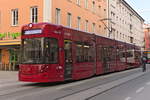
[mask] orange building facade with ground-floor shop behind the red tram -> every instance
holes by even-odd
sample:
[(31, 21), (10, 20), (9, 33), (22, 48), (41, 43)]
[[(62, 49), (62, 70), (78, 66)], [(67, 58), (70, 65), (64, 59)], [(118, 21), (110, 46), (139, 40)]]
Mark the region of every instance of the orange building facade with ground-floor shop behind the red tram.
[[(1, 0), (0, 70), (19, 64), (21, 26), (50, 22), (106, 36), (107, 0)], [(7, 5), (7, 6), (6, 6)]]

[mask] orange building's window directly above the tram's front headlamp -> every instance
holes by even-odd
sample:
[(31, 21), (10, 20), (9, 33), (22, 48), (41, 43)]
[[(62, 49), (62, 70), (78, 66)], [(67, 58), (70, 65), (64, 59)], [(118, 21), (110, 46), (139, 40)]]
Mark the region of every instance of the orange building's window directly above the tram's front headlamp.
[(37, 23), (38, 22), (38, 8), (37, 7), (31, 7), (31, 23)]

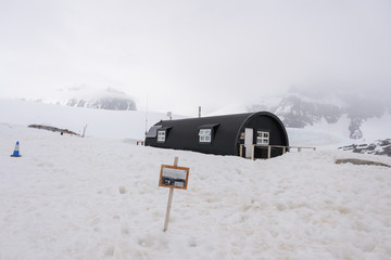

§ WHAT TO PRODUCE
Every entry must be retyped exactly, with the pictures removed.

§ RESPONSE AREA
[mask] orange building facade with ground-floor shop behind the red tram -> every instance
holes by even-odd
sample:
[(31, 21), (10, 20), (9, 33), (22, 48), (41, 43)]
[[(62, 49), (62, 70), (78, 66)], [(67, 58), (70, 65), (64, 59)], [(118, 21), (110, 46), (139, 40)]]
Mark the region of every instance of the orange building facade with ground-floor shop behind the red tram.
[[(1, 0), (0, 70), (19, 64), (21, 26), (50, 22), (106, 36), (107, 0)], [(7, 5), (7, 6), (6, 6)]]

[mask] orange building's window directly above the tram's front headlamp -> every instance
holes by even-odd
sample:
[(31, 21), (10, 20), (9, 33), (22, 48), (41, 43)]
[[(62, 49), (62, 70), (78, 66)], [(67, 58), (70, 65), (64, 59)], [(118, 21), (110, 46), (139, 40)]]
Mark the region of every instance of the orange building's window directly above the tram's front headlamp.
[(37, 23), (38, 22), (38, 8), (37, 7), (31, 7), (31, 23)]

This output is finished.